**Directions:**
• a. From the post about going to church, copy the passage that begins with the words containing "Thankfully Libbyline came" and ends with "a much-needed respite.".
• b. Rewrite the paragraph of the church post beginning "That's my situation right now" more briefly, keeping its main facts.
• c. In the church post, why did the writer put a piece of tissue in one ear during the service? Answer in one to three sentences.

Went to church this morning.
Good and bad decision. I decided this after the first song began blaring in my head.
Imagine you are Ariel from Little Mermaid, thrust back to life under the sea -- yet you are still a human.
That's my situation right now. I am getting sound in my ear, but it all sounds like it is "Under the Sea." When the choir began to sing this morning, I wanted to cry from the cacophony of sound rattling around in my head.
Thankfully Libbyline came and joined us, which caused us to find a seat further back. In addition, we sat next to a friend who is a doctor.
That miracle man suggested I put some cotton in my ear for protection/insulation from the sound. No cotton handy, but a clean piece of white tissue did the trick. I was able to tolerate, no, enjoy the rest of the service and hear God speak through the songs and the sermon. What a powerful day of God showing up!
That was only the beginning.
After that we headed for a family lunch and then I proceeded to collapse in bed for a much-needed respite.

**Records provided:**

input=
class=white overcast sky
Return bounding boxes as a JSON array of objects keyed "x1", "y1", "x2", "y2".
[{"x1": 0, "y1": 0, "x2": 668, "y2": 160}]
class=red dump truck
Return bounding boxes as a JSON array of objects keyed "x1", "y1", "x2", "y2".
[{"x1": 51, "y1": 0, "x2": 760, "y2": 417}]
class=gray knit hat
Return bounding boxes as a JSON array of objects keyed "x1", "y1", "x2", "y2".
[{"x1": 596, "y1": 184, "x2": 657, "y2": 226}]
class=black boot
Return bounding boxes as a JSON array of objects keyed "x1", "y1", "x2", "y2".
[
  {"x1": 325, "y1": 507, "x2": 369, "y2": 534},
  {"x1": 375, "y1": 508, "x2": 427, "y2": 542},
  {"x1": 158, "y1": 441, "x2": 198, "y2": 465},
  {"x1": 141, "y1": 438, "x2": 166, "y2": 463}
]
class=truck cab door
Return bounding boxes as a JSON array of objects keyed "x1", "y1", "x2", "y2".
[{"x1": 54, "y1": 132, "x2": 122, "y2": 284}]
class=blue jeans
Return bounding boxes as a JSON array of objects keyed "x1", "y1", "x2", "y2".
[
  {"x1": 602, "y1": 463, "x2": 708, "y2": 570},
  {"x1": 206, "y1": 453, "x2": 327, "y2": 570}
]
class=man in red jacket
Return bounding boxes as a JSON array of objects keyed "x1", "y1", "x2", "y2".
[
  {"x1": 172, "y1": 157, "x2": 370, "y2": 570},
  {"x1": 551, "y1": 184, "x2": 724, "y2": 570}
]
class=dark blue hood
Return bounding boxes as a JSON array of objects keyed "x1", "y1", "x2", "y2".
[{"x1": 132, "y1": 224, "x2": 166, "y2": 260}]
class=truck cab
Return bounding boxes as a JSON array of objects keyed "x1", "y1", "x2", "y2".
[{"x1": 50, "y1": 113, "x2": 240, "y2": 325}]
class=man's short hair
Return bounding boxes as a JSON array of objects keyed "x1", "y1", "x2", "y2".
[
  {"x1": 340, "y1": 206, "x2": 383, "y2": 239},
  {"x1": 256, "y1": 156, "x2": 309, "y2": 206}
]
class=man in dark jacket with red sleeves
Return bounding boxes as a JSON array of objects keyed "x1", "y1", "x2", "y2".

**Solutions to the problems:**
• a.
Thankfully Libbyline came and joined us, which caused us to find a seat further back. In addition, we sat next to a friend who is a doctor.
That miracle man suggested I put some cotton in my ear for protection/insulation from the sound. No cotton handy, but a clean piece of white tissue did the trick. I was able to tolerate, no, enjoy the rest of the service and hear God speak through the songs and the sermon. What a powerful day of God showing up!
That was only the beginning.
After that we headed for a family lunch and then I proceeded to collapse in bed for a much-needed respite.

• b. Sound is reaching the writer's ear, but it all sounds like "Under the Sea." When the choir sang this morning, the jumble of sound was so overwhelming that the writer wanted to cry.

• c. A friend who is a doctor suggested putting cotton in the ear for protection or insulation from the sound. There was no cotton at hand, so a clean piece of white tissue was used instead, and it worked.